▸ **WHAT THE TASK ASKS**: Arrange each line of the records below as a Markdown table with two columns, Row for its number and Line for its text, and skip blank lines. Leave the pictures out of the table.
Begin
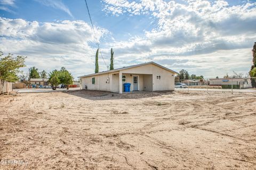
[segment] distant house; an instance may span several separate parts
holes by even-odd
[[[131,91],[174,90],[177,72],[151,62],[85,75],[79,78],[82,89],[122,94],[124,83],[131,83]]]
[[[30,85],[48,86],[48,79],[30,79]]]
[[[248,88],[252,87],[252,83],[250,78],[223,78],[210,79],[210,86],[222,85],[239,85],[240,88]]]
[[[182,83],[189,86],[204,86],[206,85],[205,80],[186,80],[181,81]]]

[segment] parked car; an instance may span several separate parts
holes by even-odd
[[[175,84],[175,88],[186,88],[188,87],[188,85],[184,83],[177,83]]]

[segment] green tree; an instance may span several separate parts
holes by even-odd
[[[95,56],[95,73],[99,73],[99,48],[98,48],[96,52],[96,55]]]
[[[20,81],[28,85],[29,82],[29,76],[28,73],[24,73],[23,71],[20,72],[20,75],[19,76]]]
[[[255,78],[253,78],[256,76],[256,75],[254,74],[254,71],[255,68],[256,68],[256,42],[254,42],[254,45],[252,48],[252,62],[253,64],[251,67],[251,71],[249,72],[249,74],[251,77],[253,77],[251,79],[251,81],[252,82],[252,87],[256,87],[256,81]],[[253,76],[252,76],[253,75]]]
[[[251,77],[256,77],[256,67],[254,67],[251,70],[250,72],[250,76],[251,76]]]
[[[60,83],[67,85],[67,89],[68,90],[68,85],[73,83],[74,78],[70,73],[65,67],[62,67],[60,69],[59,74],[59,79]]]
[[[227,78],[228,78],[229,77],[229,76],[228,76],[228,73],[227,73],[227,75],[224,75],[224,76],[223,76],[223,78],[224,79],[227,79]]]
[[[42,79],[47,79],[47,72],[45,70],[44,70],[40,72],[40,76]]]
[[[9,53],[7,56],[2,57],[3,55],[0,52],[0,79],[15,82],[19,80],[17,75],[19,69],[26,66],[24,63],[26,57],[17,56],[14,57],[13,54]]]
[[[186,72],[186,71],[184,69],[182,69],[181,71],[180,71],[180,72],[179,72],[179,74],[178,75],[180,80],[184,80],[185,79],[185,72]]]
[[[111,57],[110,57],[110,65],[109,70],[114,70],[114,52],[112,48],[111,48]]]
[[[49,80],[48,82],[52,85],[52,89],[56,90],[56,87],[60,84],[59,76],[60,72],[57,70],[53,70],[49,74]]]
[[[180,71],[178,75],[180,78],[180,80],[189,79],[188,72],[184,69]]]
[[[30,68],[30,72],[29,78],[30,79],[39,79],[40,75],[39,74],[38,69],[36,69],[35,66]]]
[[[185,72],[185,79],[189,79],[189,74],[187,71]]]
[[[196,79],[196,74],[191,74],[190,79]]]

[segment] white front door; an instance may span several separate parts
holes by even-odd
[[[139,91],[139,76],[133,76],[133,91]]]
End
▸ **FULL OUTPUT**:
| Row | Line |
|---|---|
| 1 | [segment] distant house; an instance may span several separate parts |
| 2 | holes by even-odd |
| 3 | [[[131,91],[174,90],[177,72],[151,62],[85,75],[79,78],[82,89],[122,94],[124,83],[131,83]]] |
| 4 | [[[30,85],[48,86],[48,79],[30,79]]] |
| 5 | [[[248,88],[252,87],[252,83],[250,78],[223,78],[210,79],[210,86],[222,85],[239,85],[240,88]]] |
| 6 | [[[182,83],[189,86],[204,86],[206,85],[205,80],[186,80],[181,81]]] |
| 7 | [segment] parked car; an instance may span several separate parts |
| 8 | holes by even-odd |
| 9 | [[[175,84],[175,88],[186,88],[188,87],[188,85],[184,83],[177,83]]] |
| 10 | [segment] green tree; an instance may span several separate parts |
| 11 | holes by even-odd |
| 12 | [[[95,56],[95,73],[99,73],[99,48],[98,48],[96,52],[96,55]]] |
| 13 | [[[20,81],[28,85],[29,82],[29,76],[28,73],[24,73],[23,71],[20,72],[20,75],[19,76]]] |
| 14 | [[[255,78],[253,78],[256,76],[256,75],[254,74],[254,71],[255,68],[256,68],[256,42],[254,42],[254,45],[252,48],[252,62],[253,64],[251,67],[251,71],[249,72],[249,74],[251,77],[253,77],[251,79],[251,81],[252,82],[252,87],[256,87],[256,81]],[[253,76],[252,76],[253,75]]] |
| 15 | [[[251,77],[256,77],[256,67],[254,67],[251,70],[250,72],[250,76],[251,76]]] |
| 16 | [[[60,83],[67,85],[67,89],[68,90],[68,85],[73,83],[74,78],[70,73],[65,67],[62,67],[60,69],[59,74],[59,79]]] |
| 17 | [[[227,78],[228,78],[229,77],[229,76],[228,76],[228,73],[227,73],[227,75],[224,75],[224,76],[223,76],[223,78],[224,79],[227,79]]] |
| 18 | [[[42,79],[47,79],[47,72],[45,70],[44,70],[40,72],[40,76]]] |
| 19 | [[[9,53],[7,56],[2,57],[3,55],[0,52],[0,79],[15,82],[19,80],[17,75],[19,69],[26,66],[24,63],[26,57],[17,56],[14,57],[13,54]]] |
| 20 | [[[186,72],[186,71],[184,69],[182,69],[181,71],[180,71],[180,72],[179,72],[179,74],[178,75],[180,80],[184,80],[185,79],[185,72]]] |
| 21 | [[[111,57],[110,57],[110,65],[109,70],[114,70],[114,52],[112,48],[111,48]]] |
| 22 | [[[49,80],[48,82],[52,85],[52,89],[56,90],[56,87],[60,84],[59,76],[60,72],[57,70],[53,70],[49,74]]] |
| 23 | [[[180,71],[178,75],[180,78],[180,80],[189,79],[188,72],[184,69]]] |
| 24 | [[[30,68],[30,72],[29,78],[30,79],[39,79],[40,75],[39,74],[38,69],[36,69],[35,66]]] |
| 25 | [[[185,72],[185,79],[189,79],[189,74],[187,71]]] |
| 26 | [[[196,79],[196,74],[191,74],[190,79]]] |
| 27 | [segment] white front door; an instance may span several separate parts |
| 28 | holes by even-odd |
| 29 | [[[139,91],[139,76],[133,76],[133,91]]] |